Reproduce the entries below in full, word for word.

▶ [LISTED ENTRIES]

+--

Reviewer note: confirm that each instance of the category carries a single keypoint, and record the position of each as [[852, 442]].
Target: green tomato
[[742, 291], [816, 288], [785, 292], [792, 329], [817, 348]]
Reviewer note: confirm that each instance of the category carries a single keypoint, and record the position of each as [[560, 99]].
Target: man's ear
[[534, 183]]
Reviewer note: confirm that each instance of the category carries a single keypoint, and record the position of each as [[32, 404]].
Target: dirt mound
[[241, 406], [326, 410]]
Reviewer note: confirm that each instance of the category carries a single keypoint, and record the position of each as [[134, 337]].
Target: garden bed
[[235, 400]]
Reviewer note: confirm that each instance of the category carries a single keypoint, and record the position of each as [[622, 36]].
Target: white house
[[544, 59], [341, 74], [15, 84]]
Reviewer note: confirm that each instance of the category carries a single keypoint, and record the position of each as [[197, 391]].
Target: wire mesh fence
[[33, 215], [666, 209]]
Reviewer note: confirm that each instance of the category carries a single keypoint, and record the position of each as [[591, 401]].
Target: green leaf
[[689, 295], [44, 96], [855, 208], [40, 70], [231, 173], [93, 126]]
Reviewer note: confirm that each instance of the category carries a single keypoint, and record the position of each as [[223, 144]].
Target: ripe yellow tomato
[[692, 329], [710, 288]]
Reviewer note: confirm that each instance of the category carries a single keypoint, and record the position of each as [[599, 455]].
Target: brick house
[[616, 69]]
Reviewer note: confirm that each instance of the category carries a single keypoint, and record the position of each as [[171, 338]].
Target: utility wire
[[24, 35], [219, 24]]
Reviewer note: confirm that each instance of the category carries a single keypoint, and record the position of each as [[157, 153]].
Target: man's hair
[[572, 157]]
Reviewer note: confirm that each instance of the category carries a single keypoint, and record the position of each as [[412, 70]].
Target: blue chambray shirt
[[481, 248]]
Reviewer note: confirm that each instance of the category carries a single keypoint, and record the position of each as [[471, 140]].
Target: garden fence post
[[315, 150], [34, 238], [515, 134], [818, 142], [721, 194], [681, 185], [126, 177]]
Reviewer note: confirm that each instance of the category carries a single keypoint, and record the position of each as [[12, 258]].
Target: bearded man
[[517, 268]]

+--

▶ [FINAL ANSWER]
Reviewer note: confirm that each instance of the category carries a single keypoint, and record the position of each as [[852, 442]].
Target: green tomato
[[742, 291], [816, 288], [785, 292], [792, 329], [817, 348]]
Reviewer note: confirm that each instance of the category carries a single keypoint, and record the position of each as [[560, 99]].
Target: man's ear
[[534, 183]]
Reviewer note: confirm that each instance of the category carries a single keypoint, and record the position of each as [[32, 404]].
Target: dirt mound
[[241, 406], [326, 410]]
Reviewer note: confirm that each instance of the category carries a single keypoint, and record the position of each as [[134, 337]].
Target: garden bed
[[235, 400]]
Reviewer note: confirm that each instance of the category carries a single keypoint, and record the position of each as [[622, 36]].
Target: white house
[[544, 59], [341, 74], [15, 84]]
Reviewer note: confirm that each instance of the category carries a single keypoint, and record the position of each as [[197, 391]].
Target: wire mesh fence
[[33, 215], [666, 209]]
Reviewer note: confirm that each instance of the category carries a single keypoint, and record the position of each as [[591, 401]].
Target: green leaf
[[689, 295], [44, 96], [855, 208], [40, 70], [231, 173], [93, 126]]
Reviewer note: confirm that each instance of the category carries a single keypoint, and record the position of each as [[223, 144]].
Target: ripe yellow tomato
[[692, 329], [710, 288]]
Reviewer note: confirm that each instance of the category carries a single keypoint, and record the position of each as [[599, 455]].
Target: brick house
[[616, 69]]
Reviewer note: confirm that each instance of the category carries a single keypoint, and record the position of each as [[171, 338]].
Target: utility wire
[[24, 35], [219, 24]]
Reviewer note: confirm that each instance of the category carries a single keypoint, and record the position of each as [[157, 153]].
Target: man's hair
[[572, 157]]
Reviewer note: confirm that each instance of the category carries a single keypoint, and record the position of each as [[412, 70]].
Target: blue chambray shirt
[[481, 248]]
Reviewer note: confirm that each instance of the category carries a single keypoint, and record the position of each as [[471, 140]].
Target: garden fence post
[[315, 150], [34, 238], [515, 134], [818, 142], [721, 194], [681, 185], [126, 177]]
Reviewer note: confirm that each instance of the category carries a single keypoint, and record the position of each as [[12, 258]].
Target: bearded man
[[517, 268]]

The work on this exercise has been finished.